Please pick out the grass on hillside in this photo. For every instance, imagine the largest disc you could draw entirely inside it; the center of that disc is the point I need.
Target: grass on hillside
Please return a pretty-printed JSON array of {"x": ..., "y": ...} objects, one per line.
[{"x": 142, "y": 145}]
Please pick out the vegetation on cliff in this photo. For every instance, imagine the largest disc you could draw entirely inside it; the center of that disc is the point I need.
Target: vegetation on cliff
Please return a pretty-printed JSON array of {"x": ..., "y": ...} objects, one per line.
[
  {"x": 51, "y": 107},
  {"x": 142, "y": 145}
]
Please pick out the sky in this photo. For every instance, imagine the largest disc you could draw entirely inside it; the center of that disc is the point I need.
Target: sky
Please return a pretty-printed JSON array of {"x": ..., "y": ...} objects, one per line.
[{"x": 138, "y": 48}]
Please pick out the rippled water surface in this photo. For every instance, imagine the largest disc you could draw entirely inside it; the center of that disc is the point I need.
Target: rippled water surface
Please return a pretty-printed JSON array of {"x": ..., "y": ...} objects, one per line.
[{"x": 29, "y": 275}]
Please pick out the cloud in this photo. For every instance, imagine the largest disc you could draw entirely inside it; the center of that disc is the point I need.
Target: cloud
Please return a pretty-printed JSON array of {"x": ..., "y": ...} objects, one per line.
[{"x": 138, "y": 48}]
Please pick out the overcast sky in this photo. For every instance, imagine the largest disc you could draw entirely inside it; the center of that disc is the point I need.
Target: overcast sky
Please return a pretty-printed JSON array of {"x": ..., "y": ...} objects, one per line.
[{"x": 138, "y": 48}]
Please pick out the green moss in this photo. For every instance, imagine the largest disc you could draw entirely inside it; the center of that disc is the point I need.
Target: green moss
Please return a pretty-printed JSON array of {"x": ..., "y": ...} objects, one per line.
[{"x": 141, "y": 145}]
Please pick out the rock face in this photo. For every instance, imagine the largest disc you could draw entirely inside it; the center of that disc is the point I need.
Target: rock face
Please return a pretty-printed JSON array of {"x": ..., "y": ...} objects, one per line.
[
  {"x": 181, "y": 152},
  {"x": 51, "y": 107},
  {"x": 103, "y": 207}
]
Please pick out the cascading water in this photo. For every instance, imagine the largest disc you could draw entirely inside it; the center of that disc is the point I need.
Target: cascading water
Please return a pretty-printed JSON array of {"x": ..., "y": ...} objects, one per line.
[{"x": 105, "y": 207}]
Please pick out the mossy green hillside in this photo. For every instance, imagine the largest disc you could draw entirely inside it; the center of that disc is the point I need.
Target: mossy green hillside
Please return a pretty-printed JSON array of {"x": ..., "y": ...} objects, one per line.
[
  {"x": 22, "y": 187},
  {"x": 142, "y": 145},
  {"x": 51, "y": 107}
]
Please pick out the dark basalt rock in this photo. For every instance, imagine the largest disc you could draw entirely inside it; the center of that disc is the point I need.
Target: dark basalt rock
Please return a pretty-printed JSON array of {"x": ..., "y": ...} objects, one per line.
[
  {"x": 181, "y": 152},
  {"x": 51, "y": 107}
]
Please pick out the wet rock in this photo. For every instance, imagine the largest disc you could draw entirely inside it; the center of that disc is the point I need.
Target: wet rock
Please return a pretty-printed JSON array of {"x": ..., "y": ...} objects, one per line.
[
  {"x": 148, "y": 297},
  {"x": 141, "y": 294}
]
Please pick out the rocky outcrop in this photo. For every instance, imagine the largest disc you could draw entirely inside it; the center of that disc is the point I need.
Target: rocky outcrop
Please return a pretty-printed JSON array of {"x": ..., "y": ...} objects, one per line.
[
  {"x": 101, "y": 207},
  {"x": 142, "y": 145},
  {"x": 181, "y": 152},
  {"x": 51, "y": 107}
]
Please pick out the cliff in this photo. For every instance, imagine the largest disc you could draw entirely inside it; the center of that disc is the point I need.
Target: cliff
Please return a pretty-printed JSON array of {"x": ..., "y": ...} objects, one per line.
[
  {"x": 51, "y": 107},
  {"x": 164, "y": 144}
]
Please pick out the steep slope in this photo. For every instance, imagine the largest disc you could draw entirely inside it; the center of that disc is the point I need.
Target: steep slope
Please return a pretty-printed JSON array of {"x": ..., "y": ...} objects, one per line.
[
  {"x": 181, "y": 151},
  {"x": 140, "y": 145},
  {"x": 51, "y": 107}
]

- [WHAT YOU SHOULD DO]: The answer must be an exact reproduction of all the records.

- [TASK RESPONSE]:
Please pick out the grass on hillside in this photo. For every instance, imagine the largest disc you could draw entirely inside it; the center of that disc is the point I need.
Target: grass on hillside
Please return a pretty-printed JSON array of {"x": ..., "y": ...} objects, one per line.
[{"x": 142, "y": 145}]
Please pick out the vegetation on cliff in this photo. For every instance, imagine the largest disc you could draw entirely inside it; the center of that disc is the point I need.
Target: vegetation on cliff
Please return a pretty-printed JSON array of {"x": ..., "y": ...} objects, one per line.
[
  {"x": 51, "y": 107},
  {"x": 142, "y": 145}
]
Please pick out the sky in this photo. For every instance, imagine the largest disc you could draw entirely inside it; the center of that disc is the point I need.
Target: sky
Please return a pretty-printed JSON array of {"x": ..., "y": ...} objects, one per line.
[{"x": 138, "y": 48}]
Please pick out the rippled water surface in this photo. For every instance, imagine the largest disc you could draw entirely inside it; the center of that disc is the point I need.
Target: rippled water surface
Please return a pretty-printed JSON array of {"x": ..., "y": ...} objects, one per line.
[{"x": 29, "y": 275}]
Please pick out the cloud in this photo. For every instance, imagine the largest disc you could draw entirely inside it; the center of that disc is the point I need.
Target: cloud
Please return a pretty-printed JSON array of {"x": ..., "y": ...} objects, one per line.
[{"x": 138, "y": 48}]
Please pick out the overcast sky in this photo. For every instance, imagine the largest disc you could draw entirely inside it; the center of that disc is the point I need.
Target: overcast sky
Please return a pretty-printed JSON array of {"x": ..., "y": ...} objects, one per line.
[{"x": 138, "y": 48}]
Please pick out the green moss in this photo. For every instance, imagine the largest disc you could draw entirely inside it; the center of that disc is the point I need.
Target: green moss
Please return a pretty-printed JSON array of {"x": ..., "y": ...} objects, one per line.
[{"x": 141, "y": 145}]
Please pick out the rock face in this photo. For every instance, imagine the largest disc you could draw entirely inside it; the center of that disc is the point I need.
Target: rock face
Please return a pretty-printed JSON array of {"x": ..., "y": ...} objects, one per line.
[
  {"x": 181, "y": 152},
  {"x": 51, "y": 107},
  {"x": 103, "y": 207}
]
Please pick out the cascading water in this photo. For every instance, imagine the largest disc you could draw entirely inside it; the center of that disc is the point I need.
Target: cascading water
Please return a pretty-printed JSON array of {"x": ..., "y": ...} objects, one per line.
[{"x": 105, "y": 207}]
Please pick out the mossy green hillside in this photo. For every instance, imagine the largest disc you could draw entirely inside it; the center of that disc is the point I need.
Target: mossy green hillside
Please return a pretty-printed JSON array of {"x": ..., "y": ...} objects, one per line.
[
  {"x": 22, "y": 187},
  {"x": 142, "y": 145},
  {"x": 51, "y": 107}
]
Please pick out the dark basalt rock in this photo. For every instance, imagine the largest disc you could draw entirely inside it; the center of that disc is the point I need.
Target: dark basalt rock
Please return a pretty-printed JSON array of {"x": ..., "y": ...} objects, one per line.
[
  {"x": 181, "y": 152},
  {"x": 51, "y": 107}
]
Please pick out the wet rock in this photo. For every instance, imagine the largest disc you could draw entirely inside it; the center of that disc is the point I need.
Target: wet rock
Please return a pretty-printed JSON array of {"x": ..., "y": ...} objects, one per line.
[
  {"x": 148, "y": 297},
  {"x": 141, "y": 294}
]
Please pick out the rocky outcrop in this photo. For every instance, imagine the largest disc you could draw entirely inside it; the center of that disc is the point I need.
Target: rocky outcrop
Please return a pretty-printed JSON array of {"x": ..., "y": ...} objects, one per line.
[
  {"x": 101, "y": 207},
  {"x": 142, "y": 145},
  {"x": 181, "y": 152},
  {"x": 51, "y": 107}
]
Please pick out the cliff in this photo. For every instance, imagine the largest disc you could draw entirely inside it; the center of that disc is the point I need.
Target: cliff
Please return a pretty-printed JSON array of {"x": ..., "y": ...} objects, one per line.
[
  {"x": 51, "y": 107},
  {"x": 164, "y": 144}
]
Please pick out the steep slope in this photo. For every instance, imagine the largest disc you could draw entirely inside it; the center of that disc is the point I need.
Target: steep slope
Please return a pretty-printed JSON array of {"x": ..., "y": ...} objects, one per line.
[
  {"x": 181, "y": 151},
  {"x": 140, "y": 145},
  {"x": 51, "y": 107}
]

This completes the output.